▸ Task details
Exact copy, no pictures: return all the data below as written.

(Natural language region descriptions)
▶

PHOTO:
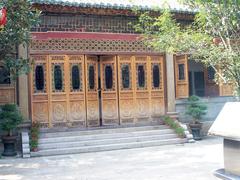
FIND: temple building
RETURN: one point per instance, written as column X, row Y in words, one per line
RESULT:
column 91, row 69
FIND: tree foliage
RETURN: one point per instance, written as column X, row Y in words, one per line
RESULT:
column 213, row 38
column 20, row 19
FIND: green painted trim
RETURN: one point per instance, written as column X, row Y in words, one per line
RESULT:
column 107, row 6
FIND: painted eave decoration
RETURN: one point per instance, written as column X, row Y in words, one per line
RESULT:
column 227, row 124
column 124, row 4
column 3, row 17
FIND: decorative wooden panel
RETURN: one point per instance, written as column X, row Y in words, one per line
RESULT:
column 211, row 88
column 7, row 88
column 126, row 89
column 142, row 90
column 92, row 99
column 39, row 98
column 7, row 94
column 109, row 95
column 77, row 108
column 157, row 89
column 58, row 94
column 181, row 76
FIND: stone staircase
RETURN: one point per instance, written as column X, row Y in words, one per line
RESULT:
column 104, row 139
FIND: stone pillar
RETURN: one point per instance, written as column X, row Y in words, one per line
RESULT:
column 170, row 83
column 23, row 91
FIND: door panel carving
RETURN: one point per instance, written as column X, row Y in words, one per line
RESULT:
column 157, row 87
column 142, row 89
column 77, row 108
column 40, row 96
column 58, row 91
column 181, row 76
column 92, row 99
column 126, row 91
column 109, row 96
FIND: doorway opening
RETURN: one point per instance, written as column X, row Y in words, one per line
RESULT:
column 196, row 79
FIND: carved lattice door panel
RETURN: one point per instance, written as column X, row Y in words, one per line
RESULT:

◀

▸ Result
PHOTO:
FIND: temple building
RETURN: one point per instance, written as column X, row Y in words, one per line
RESULT:
column 91, row 69
FIND: tree foliage
RETURN: one point per instance, written as column X, row Y in words, one per line
RESULT:
column 213, row 38
column 20, row 19
FIND: green painted trim
RETURN: one point per instance, written as column X, row Y in words, one per line
RESULT:
column 107, row 6
FIND: painted eave decoration
RETURN: one point per instance, written as column X, row Y in words, one per line
RESULT:
column 227, row 124
column 124, row 4
column 3, row 17
FIND: decorative wooden panel
RETURN: one point per instance, written as column X, row Y in words, one per line
RESULT:
column 211, row 88
column 7, row 88
column 126, row 89
column 142, row 90
column 92, row 99
column 39, row 98
column 7, row 94
column 109, row 95
column 77, row 108
column 157, row 89
column 58, row 94
column 181, row 76
FIND: stone staircase
RETURN: one point per instance, written as column X, row Y in words, one per line
RESULT:
column 104, row 139
FIND: stone pillar
RETURN: one point per instance, written as column X, row Y in words, one per line
RESULT:
column 170, row 83
column 23, row 91
FIND: door panel carving
RETURN: one point per instance, written as column X, row Y in words, one per line
RESULT:
column 157, row 87
column 142, row 89
column 77, row 108
column 40, row 96
column 58, row 91
column 181, row 76
column 92, row 99
column 126, row 91
column 109, row 96
FIND: doorway opening
RETURN: one point per instance, written as column X, row Y in words, one per line
RESULT:
column 196, row 79
FIND: carved lattice door panel
RETURN: one point per instance, written as column X, row Y in words, one per line
RESULT:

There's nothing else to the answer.